*** Extract provided ***

San Antonio (June 8, 2004) – An online pain management course written in Spanish and created in the department of anesthesiology at The University of Texas Health Science Center at San Antonio was rolled out this spring to a potential audience of 25,000 general practitioners, internists, rheumatologists, psychiatrists, neurologists, orthopedists and other physicians from Mexico to Argentina.
“Pain is the fifth vital sign,” said Marcos A. Zuazu, M.D., the course’s director and associate professor of anesthesiology at the Health Science Center. (Temperature, respiration, pulse and blood pressure are the others.) “This course provides criteria to establish a diagnosis of pain. Exams after its three modules test the physicians’ knowledge of the management of pain, and the tests are real doozies. We have made this relatively hard.”

*** Provided information ***

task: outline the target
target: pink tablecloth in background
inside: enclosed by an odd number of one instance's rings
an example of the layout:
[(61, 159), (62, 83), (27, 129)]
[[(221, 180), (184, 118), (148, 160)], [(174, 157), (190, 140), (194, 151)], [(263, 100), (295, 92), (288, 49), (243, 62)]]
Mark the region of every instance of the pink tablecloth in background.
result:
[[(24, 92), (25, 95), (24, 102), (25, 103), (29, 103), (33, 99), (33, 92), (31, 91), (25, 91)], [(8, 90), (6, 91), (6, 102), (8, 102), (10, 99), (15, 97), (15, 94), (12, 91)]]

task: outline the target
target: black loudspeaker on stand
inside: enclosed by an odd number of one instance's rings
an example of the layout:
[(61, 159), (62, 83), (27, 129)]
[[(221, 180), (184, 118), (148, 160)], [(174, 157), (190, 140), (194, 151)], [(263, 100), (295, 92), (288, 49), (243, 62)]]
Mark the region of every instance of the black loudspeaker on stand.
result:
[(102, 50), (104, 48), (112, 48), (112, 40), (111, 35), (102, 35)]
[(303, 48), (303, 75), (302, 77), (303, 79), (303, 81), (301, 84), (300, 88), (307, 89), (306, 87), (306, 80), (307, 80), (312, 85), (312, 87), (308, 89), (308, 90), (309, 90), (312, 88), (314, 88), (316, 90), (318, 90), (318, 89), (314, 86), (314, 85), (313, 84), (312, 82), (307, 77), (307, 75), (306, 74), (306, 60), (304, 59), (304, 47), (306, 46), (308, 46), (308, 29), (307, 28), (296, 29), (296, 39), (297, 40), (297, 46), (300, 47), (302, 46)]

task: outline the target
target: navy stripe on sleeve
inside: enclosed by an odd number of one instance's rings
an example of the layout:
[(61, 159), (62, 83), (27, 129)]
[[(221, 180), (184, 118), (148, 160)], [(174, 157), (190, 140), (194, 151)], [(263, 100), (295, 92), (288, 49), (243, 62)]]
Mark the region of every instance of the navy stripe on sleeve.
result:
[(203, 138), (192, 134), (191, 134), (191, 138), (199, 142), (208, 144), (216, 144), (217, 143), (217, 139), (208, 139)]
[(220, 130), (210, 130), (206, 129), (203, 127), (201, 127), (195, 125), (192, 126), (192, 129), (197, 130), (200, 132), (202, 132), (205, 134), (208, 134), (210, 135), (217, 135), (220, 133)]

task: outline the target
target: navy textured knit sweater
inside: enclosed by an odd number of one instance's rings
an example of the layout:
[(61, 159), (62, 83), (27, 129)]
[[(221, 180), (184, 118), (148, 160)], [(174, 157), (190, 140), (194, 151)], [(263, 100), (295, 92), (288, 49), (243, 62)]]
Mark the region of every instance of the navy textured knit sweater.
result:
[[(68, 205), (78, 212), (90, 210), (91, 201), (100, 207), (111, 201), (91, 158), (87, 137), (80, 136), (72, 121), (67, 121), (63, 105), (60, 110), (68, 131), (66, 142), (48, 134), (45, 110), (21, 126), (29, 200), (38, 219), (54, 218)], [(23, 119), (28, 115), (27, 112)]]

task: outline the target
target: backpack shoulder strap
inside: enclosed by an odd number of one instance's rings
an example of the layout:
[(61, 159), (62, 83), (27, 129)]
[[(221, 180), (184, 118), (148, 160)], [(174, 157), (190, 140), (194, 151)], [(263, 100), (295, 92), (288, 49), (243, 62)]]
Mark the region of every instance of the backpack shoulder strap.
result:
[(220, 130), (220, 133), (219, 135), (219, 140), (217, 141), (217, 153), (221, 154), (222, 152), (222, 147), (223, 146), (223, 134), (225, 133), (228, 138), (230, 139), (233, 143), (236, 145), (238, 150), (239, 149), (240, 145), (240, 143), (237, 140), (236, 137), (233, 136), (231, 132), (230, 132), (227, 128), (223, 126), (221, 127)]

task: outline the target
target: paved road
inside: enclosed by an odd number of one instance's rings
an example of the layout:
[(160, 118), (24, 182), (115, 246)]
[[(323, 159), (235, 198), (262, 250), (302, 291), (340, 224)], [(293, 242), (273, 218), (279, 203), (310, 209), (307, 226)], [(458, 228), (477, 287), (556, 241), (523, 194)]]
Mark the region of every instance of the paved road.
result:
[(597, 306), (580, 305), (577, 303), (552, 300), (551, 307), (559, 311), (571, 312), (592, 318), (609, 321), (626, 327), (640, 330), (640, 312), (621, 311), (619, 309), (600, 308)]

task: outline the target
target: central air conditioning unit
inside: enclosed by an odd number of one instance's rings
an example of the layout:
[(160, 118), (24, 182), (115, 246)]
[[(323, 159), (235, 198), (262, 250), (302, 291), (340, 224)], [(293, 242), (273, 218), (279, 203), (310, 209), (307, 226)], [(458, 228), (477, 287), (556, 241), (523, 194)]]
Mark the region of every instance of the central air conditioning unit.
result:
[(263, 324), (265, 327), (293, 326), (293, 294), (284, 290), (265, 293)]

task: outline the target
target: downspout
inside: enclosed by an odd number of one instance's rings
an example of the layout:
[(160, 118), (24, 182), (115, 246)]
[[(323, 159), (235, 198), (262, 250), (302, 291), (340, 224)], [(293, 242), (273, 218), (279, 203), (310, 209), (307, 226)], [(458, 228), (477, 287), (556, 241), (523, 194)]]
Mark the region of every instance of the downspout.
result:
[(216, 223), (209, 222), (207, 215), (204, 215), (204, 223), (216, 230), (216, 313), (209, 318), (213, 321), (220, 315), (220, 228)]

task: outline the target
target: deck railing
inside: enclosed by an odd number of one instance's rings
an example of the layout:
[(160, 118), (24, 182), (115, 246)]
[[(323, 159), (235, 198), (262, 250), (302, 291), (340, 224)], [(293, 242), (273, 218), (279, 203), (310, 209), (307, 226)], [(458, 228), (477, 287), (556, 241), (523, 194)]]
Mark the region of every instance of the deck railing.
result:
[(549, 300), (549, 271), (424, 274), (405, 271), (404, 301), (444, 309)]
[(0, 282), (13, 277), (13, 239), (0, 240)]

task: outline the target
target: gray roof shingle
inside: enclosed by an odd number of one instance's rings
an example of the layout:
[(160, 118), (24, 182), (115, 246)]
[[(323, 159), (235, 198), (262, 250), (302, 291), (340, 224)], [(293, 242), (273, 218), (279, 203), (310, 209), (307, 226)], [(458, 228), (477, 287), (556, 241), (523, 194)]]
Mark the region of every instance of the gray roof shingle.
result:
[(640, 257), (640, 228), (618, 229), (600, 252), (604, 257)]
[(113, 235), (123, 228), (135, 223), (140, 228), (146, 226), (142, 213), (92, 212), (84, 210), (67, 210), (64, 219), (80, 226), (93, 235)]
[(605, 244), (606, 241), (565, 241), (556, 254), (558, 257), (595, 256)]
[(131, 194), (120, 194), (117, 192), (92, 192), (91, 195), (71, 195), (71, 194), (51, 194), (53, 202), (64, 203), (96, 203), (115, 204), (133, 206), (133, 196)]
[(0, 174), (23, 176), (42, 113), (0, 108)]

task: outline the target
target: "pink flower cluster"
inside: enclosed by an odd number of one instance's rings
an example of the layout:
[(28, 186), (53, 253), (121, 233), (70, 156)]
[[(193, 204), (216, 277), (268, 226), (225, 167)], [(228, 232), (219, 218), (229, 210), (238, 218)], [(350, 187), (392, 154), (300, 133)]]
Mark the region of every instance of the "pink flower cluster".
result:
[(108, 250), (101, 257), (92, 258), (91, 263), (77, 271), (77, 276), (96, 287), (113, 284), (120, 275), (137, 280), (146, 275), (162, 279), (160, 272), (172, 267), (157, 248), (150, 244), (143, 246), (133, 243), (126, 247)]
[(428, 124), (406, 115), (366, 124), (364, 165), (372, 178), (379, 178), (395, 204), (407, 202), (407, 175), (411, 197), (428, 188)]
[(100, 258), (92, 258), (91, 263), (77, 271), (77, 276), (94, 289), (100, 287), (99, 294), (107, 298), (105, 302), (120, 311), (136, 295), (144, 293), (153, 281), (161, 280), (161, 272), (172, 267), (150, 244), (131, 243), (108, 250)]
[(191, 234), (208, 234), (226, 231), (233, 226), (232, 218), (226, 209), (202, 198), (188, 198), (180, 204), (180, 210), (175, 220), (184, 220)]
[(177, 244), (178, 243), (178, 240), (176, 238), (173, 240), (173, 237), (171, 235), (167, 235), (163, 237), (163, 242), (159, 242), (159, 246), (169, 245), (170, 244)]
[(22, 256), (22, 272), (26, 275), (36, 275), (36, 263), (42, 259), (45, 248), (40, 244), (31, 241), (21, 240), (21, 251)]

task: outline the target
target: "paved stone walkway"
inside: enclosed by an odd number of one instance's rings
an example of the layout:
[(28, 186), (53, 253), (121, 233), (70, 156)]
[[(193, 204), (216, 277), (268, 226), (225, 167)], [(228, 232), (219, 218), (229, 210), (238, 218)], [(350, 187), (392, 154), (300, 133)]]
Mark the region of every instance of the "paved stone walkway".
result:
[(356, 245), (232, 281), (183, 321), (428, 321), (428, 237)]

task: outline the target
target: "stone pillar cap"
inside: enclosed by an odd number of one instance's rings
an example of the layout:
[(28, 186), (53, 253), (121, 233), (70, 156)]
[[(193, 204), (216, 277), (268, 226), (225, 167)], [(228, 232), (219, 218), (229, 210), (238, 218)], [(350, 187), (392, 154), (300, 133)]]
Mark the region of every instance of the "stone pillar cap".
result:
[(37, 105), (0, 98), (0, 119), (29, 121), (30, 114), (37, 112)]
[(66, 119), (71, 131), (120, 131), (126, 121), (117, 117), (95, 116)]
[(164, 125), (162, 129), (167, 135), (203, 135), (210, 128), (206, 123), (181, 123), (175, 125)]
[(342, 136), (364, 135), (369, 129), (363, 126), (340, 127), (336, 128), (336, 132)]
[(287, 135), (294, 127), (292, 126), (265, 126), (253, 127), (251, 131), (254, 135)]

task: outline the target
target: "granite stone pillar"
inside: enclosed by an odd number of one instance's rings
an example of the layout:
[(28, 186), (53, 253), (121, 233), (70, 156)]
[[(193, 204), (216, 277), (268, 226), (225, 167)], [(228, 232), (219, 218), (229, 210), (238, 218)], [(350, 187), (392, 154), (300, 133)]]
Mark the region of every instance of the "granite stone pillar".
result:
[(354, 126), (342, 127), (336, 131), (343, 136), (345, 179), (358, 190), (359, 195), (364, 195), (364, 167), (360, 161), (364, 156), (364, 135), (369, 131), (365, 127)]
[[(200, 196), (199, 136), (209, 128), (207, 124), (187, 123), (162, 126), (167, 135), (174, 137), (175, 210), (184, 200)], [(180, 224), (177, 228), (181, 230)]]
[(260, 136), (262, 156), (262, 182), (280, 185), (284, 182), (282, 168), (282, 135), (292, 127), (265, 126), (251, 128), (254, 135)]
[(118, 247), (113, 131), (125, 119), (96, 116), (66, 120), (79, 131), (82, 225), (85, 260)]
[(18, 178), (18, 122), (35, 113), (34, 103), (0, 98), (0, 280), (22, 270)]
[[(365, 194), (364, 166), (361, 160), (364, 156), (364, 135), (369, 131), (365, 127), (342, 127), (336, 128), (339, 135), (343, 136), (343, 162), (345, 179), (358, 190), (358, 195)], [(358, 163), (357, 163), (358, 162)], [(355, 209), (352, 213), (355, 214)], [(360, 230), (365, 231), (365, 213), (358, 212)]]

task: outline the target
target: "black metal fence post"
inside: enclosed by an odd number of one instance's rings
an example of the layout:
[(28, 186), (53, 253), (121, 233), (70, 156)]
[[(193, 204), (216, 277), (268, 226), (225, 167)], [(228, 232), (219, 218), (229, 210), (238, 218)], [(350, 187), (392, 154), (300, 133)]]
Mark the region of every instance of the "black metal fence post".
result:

***

**Exercise set:**
1. Rewrite the pain course article from "San Antonio (June" through "Mexico to Argentina.", replacing "Spanish" with "Portuguese".
2. Continue the pain course article from where it stops.

**Written answers:**
1.
San Antonio (June 8, 2004) – An online pain management course written in Portuguese and created in the department of anesthesiology at The University of Texas Health Science Center at San Antonio was rolled out this spring to a potential audience of 25,000 general practitioners, internists, rheumatologists, psychiatrists, neurologists, orthopedists and other physicians from Mexico to Argentina.

2.
Pain management fellows Bert Blackwell, M.D., and Greg Skiba, M.D., an anesthesiologist, wrote modules along with Dr. Zuazu. Prous Science, an international medicine and life sciences information provider headquartered in Barcelona, Spain, developed the online course from the core content. Prous Science, which has a subsidiary in Buenos Aires, Argentina, is coordinating with representatives of Merck & Co. Inc. to provide course access codes to physicians in Latin America. The course is free to physicians and is linked to the Merck Web site.
“The Health Science Center is breaking ice, because there is nothing specially designed for the Latin American physician in terms of a continuing education program with a certificate to provide educational material on this topic,” Dr. Zuazu said.
The course certificate is granted through the department of anesthesiology, and Dr. Zuazu credits Joseph J. Naples, M.D., professor and chair of anesthesiology and the R. Brian Smith, M.D., Professor at the Health Science Center, with supporting this endeavor. Martha A. Medrano, M.D., M.P.H., assistant dean for continuing medical education and director of the Health Science Center’s Medical Hispanic Center of Excellence, also lent her support. Becky Holloway, Web specialist in the office of multimedia and Web services, developed the course Web site for exam taking and crediting of scores to physicians.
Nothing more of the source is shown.